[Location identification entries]
::::

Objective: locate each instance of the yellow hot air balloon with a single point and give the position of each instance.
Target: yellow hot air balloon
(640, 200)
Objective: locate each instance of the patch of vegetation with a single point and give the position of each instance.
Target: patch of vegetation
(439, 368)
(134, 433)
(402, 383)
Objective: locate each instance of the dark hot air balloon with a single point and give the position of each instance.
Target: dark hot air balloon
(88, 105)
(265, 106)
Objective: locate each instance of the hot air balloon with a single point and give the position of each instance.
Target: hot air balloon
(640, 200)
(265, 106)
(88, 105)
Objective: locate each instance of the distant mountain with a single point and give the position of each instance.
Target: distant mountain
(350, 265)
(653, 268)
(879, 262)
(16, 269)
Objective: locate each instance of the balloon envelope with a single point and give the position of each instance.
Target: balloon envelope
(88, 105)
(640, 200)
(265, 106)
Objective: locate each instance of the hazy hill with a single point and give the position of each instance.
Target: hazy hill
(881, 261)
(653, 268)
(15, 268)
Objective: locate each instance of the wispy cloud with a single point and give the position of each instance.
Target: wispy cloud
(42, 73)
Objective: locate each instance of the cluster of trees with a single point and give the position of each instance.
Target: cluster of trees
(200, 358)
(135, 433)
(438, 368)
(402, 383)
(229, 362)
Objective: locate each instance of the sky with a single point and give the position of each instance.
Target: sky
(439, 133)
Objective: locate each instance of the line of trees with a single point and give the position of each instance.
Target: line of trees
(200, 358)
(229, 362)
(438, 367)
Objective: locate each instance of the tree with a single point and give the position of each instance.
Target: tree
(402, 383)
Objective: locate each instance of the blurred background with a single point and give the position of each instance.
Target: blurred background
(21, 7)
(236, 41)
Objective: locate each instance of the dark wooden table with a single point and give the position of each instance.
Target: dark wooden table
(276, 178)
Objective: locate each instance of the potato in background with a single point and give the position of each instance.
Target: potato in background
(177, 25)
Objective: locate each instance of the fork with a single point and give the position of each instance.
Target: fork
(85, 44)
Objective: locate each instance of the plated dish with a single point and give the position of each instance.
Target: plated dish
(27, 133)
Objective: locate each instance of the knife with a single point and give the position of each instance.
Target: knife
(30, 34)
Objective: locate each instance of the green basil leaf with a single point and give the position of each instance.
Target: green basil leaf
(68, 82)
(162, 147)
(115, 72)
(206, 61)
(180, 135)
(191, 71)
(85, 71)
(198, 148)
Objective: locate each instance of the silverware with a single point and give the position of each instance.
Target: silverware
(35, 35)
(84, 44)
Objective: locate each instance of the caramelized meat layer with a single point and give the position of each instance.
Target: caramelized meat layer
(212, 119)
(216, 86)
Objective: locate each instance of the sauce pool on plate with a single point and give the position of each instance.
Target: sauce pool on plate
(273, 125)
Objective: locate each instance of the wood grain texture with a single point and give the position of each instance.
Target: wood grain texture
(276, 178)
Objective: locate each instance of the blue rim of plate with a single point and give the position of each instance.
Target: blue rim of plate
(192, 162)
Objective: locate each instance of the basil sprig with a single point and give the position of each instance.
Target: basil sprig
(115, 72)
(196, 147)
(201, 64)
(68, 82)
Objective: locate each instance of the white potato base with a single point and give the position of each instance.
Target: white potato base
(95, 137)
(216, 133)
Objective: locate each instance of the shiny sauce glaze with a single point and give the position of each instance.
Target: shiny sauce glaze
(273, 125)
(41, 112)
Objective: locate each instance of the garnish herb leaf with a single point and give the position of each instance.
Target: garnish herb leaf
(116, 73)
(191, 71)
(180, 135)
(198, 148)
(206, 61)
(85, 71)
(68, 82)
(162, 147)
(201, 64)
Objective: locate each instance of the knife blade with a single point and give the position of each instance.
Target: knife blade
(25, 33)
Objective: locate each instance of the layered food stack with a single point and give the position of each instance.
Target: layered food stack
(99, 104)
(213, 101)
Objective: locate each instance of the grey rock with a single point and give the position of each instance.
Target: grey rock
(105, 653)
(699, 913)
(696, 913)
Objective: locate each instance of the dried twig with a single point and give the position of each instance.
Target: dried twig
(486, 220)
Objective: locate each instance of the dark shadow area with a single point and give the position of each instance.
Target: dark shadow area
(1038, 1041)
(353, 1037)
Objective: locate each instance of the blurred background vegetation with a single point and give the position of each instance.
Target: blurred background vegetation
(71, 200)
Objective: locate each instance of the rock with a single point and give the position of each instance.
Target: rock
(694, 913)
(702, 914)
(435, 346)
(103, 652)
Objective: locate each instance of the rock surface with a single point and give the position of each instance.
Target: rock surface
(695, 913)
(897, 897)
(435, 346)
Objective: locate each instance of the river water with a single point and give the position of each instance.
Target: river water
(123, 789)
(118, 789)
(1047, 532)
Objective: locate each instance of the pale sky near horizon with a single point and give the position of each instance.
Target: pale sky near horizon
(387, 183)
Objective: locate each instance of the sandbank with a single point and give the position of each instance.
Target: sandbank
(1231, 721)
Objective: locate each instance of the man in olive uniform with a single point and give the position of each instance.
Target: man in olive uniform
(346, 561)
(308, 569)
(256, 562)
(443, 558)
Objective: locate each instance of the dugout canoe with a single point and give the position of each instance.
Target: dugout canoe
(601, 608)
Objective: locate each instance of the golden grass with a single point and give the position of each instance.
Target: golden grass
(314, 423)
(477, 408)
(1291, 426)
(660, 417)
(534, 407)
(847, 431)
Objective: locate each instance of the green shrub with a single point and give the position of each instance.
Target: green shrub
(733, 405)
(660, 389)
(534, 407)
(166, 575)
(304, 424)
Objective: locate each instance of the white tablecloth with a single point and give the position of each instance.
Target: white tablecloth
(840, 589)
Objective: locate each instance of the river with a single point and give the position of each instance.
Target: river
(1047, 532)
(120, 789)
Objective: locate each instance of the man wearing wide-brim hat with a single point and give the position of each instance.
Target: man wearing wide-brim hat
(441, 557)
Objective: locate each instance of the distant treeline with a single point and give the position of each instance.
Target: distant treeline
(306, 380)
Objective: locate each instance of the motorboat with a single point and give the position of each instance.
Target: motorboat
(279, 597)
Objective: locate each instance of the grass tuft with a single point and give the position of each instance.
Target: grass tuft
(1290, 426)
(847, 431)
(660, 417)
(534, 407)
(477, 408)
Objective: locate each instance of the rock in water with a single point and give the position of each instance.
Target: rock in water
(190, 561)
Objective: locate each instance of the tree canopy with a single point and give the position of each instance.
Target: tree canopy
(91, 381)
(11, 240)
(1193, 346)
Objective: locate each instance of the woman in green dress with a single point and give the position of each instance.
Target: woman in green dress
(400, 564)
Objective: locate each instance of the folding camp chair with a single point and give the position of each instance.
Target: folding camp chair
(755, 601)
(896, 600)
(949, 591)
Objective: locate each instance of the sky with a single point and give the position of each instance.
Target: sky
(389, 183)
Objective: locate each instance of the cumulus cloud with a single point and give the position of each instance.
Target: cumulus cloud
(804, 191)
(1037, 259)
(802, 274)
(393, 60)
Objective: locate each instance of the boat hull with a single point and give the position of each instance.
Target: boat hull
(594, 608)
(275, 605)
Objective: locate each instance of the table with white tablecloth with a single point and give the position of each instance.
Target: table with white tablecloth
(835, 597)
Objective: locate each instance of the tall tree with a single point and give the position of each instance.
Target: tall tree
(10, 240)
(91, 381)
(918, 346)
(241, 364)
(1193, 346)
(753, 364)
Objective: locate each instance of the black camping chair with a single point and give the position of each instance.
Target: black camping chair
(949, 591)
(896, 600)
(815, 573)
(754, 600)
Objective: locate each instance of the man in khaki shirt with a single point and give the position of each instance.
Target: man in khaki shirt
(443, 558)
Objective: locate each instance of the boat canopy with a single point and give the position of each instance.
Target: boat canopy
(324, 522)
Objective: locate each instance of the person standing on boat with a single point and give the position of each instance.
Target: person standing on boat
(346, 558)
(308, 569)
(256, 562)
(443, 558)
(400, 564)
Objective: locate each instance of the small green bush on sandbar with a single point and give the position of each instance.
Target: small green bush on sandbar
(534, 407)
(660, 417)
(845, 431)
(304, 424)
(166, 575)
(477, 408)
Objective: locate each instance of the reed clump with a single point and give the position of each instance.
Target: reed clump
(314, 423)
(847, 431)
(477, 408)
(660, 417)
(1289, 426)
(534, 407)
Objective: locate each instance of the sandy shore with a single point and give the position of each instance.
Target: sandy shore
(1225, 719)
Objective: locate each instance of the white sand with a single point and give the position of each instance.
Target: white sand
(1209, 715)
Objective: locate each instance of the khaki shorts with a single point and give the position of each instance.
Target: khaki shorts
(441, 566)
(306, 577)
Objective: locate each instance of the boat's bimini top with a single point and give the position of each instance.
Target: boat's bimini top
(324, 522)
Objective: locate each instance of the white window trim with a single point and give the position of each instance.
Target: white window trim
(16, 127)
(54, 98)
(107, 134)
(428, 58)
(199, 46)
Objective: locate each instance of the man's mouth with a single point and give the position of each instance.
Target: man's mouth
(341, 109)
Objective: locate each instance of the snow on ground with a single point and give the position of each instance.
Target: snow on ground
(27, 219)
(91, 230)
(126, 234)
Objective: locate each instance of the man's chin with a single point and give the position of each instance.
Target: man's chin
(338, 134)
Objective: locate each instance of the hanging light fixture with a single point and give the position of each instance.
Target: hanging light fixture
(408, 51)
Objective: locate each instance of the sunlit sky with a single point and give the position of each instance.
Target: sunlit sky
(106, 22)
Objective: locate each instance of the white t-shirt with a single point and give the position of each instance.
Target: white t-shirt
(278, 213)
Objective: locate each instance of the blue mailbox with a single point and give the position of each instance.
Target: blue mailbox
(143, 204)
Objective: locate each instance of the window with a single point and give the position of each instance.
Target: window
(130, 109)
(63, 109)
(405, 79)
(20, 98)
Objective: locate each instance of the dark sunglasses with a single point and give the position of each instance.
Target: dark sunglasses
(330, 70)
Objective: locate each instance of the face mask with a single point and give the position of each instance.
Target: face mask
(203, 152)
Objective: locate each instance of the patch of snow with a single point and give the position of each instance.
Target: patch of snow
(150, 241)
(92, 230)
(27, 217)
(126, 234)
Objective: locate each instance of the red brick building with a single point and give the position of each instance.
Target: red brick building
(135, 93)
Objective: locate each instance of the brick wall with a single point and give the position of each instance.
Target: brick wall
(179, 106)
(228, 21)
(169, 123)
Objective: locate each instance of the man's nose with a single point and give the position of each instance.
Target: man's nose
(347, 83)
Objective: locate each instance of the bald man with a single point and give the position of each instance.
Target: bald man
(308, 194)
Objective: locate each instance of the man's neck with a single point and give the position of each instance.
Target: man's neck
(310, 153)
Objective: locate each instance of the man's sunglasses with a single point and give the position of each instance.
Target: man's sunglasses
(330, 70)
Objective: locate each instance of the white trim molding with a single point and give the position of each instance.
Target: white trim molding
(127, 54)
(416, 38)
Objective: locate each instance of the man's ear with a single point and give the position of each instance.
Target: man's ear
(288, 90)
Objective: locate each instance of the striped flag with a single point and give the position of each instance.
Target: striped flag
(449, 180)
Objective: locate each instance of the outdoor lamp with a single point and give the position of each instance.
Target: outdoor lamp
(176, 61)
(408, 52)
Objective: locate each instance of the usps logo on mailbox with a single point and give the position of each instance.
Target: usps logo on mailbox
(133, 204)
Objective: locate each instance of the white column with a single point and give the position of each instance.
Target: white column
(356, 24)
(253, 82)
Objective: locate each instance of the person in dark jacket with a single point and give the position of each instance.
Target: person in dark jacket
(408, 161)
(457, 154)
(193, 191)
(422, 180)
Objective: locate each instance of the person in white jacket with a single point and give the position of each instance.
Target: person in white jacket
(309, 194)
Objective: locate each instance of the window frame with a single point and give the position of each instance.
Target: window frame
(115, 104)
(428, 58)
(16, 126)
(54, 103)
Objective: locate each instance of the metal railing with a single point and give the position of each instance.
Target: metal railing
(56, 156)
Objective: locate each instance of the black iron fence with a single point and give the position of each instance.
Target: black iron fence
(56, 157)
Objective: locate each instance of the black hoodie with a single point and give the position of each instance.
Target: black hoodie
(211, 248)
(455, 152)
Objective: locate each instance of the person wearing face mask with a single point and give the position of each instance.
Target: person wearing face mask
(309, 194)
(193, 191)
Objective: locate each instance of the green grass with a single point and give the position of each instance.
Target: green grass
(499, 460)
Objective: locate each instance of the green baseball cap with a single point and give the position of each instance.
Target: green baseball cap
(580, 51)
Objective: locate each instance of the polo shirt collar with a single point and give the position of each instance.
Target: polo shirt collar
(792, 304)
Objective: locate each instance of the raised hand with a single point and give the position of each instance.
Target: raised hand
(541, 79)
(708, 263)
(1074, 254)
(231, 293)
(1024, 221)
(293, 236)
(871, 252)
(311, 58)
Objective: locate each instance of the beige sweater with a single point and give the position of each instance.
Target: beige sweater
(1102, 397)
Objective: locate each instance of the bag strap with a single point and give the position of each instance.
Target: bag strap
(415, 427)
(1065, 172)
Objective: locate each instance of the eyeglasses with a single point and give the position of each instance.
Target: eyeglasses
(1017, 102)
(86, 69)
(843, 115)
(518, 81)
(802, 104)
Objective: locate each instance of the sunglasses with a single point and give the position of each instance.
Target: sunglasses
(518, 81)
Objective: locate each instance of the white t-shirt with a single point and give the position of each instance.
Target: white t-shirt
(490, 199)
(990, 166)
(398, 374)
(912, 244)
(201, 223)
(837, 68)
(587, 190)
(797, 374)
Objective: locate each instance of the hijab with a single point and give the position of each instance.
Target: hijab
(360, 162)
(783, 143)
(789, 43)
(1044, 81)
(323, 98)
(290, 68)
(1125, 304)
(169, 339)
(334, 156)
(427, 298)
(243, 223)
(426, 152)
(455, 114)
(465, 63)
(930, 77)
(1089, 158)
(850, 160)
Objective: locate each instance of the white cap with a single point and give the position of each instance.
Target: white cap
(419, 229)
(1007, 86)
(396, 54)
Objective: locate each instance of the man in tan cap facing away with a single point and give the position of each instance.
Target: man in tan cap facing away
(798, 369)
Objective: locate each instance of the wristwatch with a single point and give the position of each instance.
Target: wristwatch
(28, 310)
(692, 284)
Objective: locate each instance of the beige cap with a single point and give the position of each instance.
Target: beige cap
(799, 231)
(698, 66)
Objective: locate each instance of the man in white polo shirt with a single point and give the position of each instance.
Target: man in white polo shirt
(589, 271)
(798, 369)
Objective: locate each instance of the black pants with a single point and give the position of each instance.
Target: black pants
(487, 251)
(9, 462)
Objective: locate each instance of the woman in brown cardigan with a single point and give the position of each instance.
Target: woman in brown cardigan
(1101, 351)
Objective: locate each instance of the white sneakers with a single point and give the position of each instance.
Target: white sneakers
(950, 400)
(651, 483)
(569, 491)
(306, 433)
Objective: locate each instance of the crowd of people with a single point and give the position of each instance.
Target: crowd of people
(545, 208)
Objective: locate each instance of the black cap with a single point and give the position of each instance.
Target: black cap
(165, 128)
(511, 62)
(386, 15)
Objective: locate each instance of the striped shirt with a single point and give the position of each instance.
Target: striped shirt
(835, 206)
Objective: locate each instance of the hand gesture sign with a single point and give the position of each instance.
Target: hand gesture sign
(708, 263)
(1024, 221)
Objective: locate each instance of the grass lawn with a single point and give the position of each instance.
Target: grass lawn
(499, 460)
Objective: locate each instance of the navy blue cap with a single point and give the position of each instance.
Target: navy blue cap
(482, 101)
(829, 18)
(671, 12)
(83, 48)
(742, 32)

::::

## Task to carry out
In the entries above, find the line containing "Objective: locate each instance of the black cap". Set down that line and every line after it through the last one, exactly and alone.

## The answer
Objective: locate each instance of the black cap with a single point and give the position of each instance.
Target: black cap
(165, 128)
(511, 62)
(386, 15)
Objective: locate each instance of the striped shirt with a single point and give the position of each instance.
Target: striped shirt
(835, 206)
Objective: locate each instance of the hand gesture sign with a single point and give the position of each instance.
Target: hand gesture sign
(708, 263)
(1024, 221)
Objective: locate each instance of the grass lawn with a single point and give the position of each instance.
Target: grass lawn
(499, 460)
Objective: locate each instance of the navy blue cap with a single point and give the position of each instance.
Target: navy blue cap
(482, 101)
(829, 18)
(671, 12)
(83, 48)
(742, 32)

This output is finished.